Report every line below that holds the word "locates".

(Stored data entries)
********
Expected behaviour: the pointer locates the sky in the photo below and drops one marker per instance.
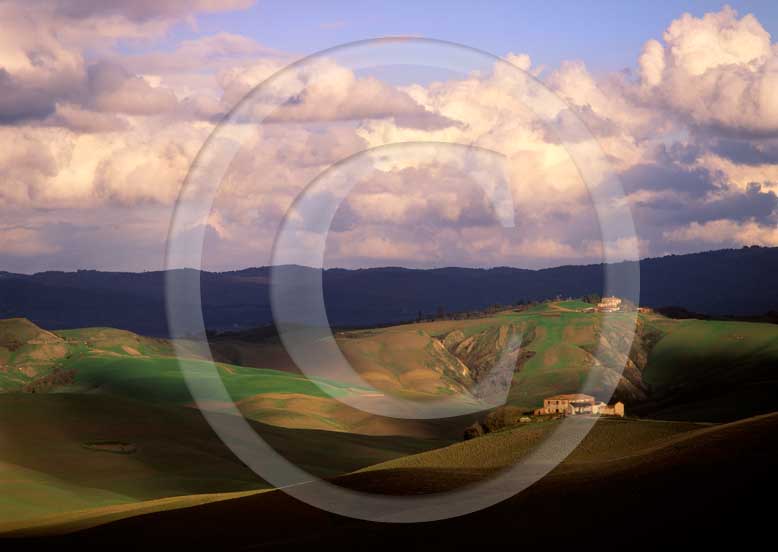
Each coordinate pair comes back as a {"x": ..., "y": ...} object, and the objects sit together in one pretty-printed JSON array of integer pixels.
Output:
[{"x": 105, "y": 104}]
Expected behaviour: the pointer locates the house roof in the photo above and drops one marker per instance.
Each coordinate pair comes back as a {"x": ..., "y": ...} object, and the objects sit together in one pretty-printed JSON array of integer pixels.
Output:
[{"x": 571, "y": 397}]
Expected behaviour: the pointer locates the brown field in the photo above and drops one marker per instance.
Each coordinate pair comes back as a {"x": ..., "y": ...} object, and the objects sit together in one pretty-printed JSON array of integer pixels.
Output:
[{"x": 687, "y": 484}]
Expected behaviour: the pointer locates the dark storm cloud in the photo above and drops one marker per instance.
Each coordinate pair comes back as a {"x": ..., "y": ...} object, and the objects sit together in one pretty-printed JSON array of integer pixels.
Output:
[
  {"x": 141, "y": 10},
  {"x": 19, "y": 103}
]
********
*WRITTEN RESPONSE:*
Expected behaviour: the pointer locates the sky in the photo below and drops one marker per instance.
Expected behaviour: the pointer locates the house roof in the photo above and drops one marker per instance.
Expected behaviour: the pointer locates the brown field in the photo above and drops one marker per instance.
Expected behaviour: the pointer locates the dark storm cloud in the photo above and drops one marker per instance.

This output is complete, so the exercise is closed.